## PROBLEM DESCRIPTION
In the comment below about consular interviews, how long has Charles been documentarily complete for an interview in London?

** begin EXTRACT **

4 Responses to October 2024 wrap-up (Integrity Fee due, EB-5 diligence resources, retrogression update)

  1. Charles says:

    Hi Suzanne,

    Is there any particular reason you think they are not scheduling consular interviews for reserved visas? With 1000 applicants registered at NVC, it seems like an issue on their end. I know consular processing takes time, but I have been documentarily complete for an interview in London for nearly 6 months now. In the meantime I’ve seen many pre-ria applicants at the same embassy who were placed in the interview queue after me, and have gotten an interview with a month or so. And I know I’m not the only post-ria applicant waiting excessively too.

    It seems deliberate.

** end EXTRACT **
** begin INFORMATION PROVIDED **

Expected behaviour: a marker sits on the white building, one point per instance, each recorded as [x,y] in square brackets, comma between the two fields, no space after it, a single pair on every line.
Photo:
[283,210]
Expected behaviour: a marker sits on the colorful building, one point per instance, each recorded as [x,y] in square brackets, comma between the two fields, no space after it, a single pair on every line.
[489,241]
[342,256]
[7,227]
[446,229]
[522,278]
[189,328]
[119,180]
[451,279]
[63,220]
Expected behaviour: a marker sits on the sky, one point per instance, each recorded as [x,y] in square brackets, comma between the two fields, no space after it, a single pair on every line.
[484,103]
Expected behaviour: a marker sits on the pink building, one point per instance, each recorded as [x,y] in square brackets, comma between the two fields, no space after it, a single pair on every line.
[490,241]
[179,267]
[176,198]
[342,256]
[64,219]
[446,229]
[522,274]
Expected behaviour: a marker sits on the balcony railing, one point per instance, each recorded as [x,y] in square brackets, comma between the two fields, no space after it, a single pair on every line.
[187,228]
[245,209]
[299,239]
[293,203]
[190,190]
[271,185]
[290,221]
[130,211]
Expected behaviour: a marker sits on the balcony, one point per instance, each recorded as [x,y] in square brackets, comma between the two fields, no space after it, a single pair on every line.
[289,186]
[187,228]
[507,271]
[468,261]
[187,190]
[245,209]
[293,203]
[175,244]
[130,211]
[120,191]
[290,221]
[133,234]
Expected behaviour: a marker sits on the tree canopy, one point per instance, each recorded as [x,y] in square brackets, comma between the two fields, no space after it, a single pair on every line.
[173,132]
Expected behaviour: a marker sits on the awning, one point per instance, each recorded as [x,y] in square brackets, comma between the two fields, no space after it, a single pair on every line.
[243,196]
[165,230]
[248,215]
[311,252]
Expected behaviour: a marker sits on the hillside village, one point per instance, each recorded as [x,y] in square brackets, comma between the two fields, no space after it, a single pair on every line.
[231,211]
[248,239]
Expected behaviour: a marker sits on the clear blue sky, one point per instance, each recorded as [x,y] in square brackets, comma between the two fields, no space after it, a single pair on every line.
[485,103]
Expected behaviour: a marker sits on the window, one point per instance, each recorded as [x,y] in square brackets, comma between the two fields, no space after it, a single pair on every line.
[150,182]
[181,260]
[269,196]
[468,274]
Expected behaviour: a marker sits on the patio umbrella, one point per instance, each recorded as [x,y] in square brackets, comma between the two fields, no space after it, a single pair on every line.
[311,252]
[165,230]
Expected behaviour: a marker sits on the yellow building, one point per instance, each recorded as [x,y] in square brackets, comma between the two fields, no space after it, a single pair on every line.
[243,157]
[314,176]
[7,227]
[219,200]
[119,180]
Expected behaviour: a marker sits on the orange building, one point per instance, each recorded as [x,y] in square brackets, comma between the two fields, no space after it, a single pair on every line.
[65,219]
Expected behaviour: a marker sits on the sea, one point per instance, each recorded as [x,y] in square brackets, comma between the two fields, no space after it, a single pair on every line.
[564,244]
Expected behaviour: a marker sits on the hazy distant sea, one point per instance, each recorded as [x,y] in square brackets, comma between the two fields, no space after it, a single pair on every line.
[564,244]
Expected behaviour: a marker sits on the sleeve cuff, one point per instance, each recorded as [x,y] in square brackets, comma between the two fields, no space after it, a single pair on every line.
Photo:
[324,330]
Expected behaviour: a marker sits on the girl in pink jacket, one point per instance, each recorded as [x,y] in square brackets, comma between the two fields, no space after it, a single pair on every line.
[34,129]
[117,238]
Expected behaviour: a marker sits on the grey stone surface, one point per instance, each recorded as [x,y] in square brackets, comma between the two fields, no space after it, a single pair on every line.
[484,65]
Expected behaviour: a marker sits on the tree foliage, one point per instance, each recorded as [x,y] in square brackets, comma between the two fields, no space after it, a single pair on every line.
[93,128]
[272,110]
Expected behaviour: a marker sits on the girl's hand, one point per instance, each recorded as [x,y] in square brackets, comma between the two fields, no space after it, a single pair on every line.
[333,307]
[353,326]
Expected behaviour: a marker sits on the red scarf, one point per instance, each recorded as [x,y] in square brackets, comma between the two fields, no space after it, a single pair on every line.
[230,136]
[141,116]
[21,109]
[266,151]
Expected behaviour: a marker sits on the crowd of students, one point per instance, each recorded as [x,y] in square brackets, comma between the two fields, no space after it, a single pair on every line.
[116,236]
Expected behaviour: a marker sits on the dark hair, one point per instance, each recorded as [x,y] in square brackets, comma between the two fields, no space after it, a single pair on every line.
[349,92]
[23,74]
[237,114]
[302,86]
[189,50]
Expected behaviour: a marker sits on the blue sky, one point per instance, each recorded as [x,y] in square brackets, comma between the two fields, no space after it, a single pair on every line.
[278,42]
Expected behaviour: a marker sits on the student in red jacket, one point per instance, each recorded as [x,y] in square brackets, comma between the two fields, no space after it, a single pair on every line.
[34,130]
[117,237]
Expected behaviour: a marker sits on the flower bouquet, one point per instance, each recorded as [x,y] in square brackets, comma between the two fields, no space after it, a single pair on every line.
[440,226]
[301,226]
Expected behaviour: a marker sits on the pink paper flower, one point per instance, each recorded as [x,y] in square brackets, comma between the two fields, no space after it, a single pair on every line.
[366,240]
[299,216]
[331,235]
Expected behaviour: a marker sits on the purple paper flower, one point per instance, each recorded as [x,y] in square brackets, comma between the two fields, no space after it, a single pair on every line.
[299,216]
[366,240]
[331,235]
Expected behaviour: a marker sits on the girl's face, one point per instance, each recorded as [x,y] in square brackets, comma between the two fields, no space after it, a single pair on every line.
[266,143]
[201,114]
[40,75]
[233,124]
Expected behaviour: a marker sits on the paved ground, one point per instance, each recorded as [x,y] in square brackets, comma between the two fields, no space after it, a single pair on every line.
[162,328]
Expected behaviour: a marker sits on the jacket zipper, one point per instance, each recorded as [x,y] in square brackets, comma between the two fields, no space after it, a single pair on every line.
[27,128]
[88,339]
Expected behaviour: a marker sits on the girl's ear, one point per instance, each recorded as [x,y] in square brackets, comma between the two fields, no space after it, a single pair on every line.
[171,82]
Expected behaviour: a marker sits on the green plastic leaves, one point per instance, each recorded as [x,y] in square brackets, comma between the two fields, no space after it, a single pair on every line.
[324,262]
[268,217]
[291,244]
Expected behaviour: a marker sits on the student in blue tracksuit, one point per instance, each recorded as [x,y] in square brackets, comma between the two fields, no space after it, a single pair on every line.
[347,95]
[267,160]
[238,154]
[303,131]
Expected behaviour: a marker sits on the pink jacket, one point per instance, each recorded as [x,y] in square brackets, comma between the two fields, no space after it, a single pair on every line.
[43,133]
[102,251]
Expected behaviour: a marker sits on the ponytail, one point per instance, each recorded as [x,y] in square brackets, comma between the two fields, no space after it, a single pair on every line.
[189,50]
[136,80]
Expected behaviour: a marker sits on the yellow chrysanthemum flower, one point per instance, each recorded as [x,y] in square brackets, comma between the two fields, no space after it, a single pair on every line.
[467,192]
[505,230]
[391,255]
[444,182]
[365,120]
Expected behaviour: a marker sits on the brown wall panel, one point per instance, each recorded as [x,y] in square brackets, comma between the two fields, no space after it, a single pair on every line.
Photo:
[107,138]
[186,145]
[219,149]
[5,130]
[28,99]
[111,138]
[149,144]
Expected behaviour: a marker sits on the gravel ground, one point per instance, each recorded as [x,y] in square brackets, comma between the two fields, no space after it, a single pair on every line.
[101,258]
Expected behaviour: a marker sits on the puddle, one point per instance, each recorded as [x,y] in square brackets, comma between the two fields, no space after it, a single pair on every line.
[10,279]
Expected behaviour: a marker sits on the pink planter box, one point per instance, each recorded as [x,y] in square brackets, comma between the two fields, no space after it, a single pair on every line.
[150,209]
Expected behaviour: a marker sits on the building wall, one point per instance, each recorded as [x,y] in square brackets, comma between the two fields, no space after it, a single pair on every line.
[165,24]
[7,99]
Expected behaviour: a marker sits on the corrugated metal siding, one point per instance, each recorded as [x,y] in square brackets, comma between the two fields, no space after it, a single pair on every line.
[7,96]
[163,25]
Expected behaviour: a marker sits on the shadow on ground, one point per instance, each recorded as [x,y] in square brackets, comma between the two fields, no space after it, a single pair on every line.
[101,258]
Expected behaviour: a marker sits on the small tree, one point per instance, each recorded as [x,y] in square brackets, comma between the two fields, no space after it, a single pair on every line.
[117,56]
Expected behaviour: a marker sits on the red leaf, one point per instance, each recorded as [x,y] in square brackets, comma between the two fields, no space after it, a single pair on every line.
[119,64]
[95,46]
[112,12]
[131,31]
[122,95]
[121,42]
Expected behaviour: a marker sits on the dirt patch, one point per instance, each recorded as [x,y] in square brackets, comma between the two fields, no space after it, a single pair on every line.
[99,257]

** end INFORMATION PROVIDED **

## COMPLETE OUTPUT
Nearly 6 months.